▶ _Work to be completed_: Reproduce the entries in full, with no changes.

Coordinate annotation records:
------------------------------------------------
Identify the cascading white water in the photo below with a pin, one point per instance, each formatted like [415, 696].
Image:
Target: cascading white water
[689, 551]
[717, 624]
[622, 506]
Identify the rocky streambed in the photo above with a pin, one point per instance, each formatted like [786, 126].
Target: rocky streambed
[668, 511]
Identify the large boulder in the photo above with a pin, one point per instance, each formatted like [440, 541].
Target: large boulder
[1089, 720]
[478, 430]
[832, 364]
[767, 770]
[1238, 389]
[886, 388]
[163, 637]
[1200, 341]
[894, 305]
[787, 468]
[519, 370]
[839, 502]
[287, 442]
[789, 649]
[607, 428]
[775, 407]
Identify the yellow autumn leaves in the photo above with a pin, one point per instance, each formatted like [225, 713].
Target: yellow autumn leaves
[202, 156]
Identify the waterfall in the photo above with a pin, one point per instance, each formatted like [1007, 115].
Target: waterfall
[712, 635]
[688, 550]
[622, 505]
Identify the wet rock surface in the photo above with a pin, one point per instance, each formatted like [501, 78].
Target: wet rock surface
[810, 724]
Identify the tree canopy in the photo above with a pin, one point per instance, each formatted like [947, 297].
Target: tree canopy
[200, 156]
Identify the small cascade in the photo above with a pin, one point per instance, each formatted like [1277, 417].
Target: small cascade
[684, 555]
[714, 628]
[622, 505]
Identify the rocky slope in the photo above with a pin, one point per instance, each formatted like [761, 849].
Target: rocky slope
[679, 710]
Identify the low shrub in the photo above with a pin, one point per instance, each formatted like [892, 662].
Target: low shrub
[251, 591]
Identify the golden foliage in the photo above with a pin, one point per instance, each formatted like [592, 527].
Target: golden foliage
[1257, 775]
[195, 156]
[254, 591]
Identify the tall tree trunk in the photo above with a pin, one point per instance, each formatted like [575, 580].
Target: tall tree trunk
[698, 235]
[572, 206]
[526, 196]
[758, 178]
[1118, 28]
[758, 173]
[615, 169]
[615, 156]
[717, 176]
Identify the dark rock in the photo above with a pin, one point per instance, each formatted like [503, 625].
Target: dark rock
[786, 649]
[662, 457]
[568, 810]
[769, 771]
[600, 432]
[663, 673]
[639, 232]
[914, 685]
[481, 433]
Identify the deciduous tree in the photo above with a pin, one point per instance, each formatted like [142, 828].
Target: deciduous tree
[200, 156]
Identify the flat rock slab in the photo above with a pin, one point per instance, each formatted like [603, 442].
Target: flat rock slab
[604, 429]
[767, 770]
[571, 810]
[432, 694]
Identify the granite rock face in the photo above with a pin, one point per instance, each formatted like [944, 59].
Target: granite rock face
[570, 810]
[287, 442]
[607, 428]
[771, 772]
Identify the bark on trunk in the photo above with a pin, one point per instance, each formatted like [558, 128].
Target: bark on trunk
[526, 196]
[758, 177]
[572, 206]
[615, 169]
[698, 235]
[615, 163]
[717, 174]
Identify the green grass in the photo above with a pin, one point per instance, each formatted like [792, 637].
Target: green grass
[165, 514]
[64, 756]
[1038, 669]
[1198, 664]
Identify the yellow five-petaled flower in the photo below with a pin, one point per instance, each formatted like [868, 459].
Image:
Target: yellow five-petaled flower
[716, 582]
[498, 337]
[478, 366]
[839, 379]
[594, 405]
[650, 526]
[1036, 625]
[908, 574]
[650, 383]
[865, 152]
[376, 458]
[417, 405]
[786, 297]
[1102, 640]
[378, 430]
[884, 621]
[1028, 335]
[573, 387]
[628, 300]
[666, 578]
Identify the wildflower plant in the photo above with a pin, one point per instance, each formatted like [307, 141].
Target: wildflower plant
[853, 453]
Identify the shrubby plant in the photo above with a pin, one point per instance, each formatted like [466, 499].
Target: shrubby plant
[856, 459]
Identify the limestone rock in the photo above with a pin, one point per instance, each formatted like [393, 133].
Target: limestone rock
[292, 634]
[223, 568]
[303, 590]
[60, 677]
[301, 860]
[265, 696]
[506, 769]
------------------------------------------------
▶ _In response_:
Identify the cascading white water in the photo below with a pin, one point per instance, each formatted like [415, 696].
Image:
Target: cascading white water
[689, 551]
[717, 624]
[622, 506]
Identify the rocky streambed in the photo above with a pin, one point per instance, each formatted like [786, 126].
Target: rocky streambed
[668, 511]
Identify the large boulder in the photo above with a pin, one point per instance, each formatted like [440, 541].
Target: large boulder
[1089, 720]
[478, 430]
[832, 364]
[767, 770]
[1238, 389]
[886, 388]
[163, 637]
[1200, 341]
[894, 305]
[787, 468]
[519, 370]
[839, 502]
[287, 442]
[789, 649]
[607, 428]
[775, 407]
Identify the yellow autumn leaves in the photo above with a pin, one point per instance, each formatted like [225, 713].
Target: yellow autumn leaves
[202, 156]
Identify the waterfall in the photo above with a pin, one point per instance, each formatted like [1007, 115].
Target: waterfall
[712, 635]
[688, 550]
[622, 505]
Identify the wet rock surface in the photo above with a pin, one point per instance, each formatted like [501, 78].
Target: wet rock surface
[810, 724]
Identify the tree canopy in the photo above with a pin, one point per instance, each formatted like [947, 297].
Target: tree canopy
[200, 156]
Identify the small cascade in the photo above with a pin, one point per instance, each formatted like [1277, 417].
Target: small cascade
[684, 555]
[714, 628]
[622, 505]
Identify the rocky slope in the photo above with a pin, one point per instance, each formatted like [761, 849].
Target: rocky slope
[679, 710]
Identify the low shrub in the photo above with a pin, one point per instance, each formatted like [892, 662].
Target: low shrub
[251, 591]
Identify the golden foliage in the photo above with a pin, one point per instance, each formatted like [592, 527].
Target: golden foliage
[1257, 775]
[195, 156]
[254, 591]
Identify the tall tree trunk in the photo above with a pin, one point per instance, each formatted like [575, 580].
Target: tall tree trunk
[698, 235]
[572, 206]
[526, 196]
[758, 178]
[1118, 28]
[758, 173]
[615, 169]
[615, 156]
[717, 176]
Identify the dark rock in the photo above with a pin, one point per instance, each formatted like [503, 625].
Target: dark rock
[786, 649]
[662, 457]
[568, 810]
[769, 771]
[600, 432]
[663, 673]
[639, 232]
[914, 685]
[481, 433]
Identify the deciduous tree in the photo above with a pin, one point per instance, each formatted like [142, 828].
Target: deciduous tree
[200, 156]
Identify the flat rock slab in the photo above with a pin, one point per instance, each formatted like [603, 442].
Target: flat rock slab
[604, 429]
[767, 770]
[571, 810]
[432, 694]
Identify the granite rock face in the photo above with a pin, one point per instance, each formatted like [944, 59].
Target: granite rock face
[570, 810]
[287, 442]
[607, 428]
[771, 772]
Identify the bark on trunk in the photo above with a pin, one point per instance, each formatted like [558, 128].
Target: bark on trunk
[526, 196]
[758, 177]
[572, 206]
[615, 169]
[698, 235]
[615, 163]
[717, 174]
Identify the green grass in the photo above with a pin, one point per instance, each formatted like [792, 637].
Target: green grass
[165, 514]
[64, 756]
[1038, 669]
[1198, 664]
Identify the yellow five-petaled flower in the photo below with a pin, one point per instance, each formatted like [868, 459].
Image:
Target: yellow five-petaled flower
[716, 582]
[498, 337]
[478, 366]
[839, 379]
[594, 405]
[650, 526]
[1036, 625]
[908, 574]
[650, 383]
[865, 152]
[376, 458]
[417, 405]
[786, 297]
[1102, 640]
[378, 430]
[884, 621]
[1028, 335]
[573, 387]
[628, 300]
[666, 578]
Identify the wildflower plant in the photo above with a pin, one point per instance, each formatted like [307, 141].
Target: wildflower plant
[853, 453]
Identify the shrubby plant in the photo above with a pin, one point per instance, each formatted like [466, 499].
Target: shrubby plant
[856, 459]
Identify the limestone rock in the photo above with a pin, one point per instance, each formatted like [393, 133].
Target: limestone rock
[292, 634]
[223, 568]
[303, 590]
[60, 677]
[301, 860]
[265, 696]
[506, 769]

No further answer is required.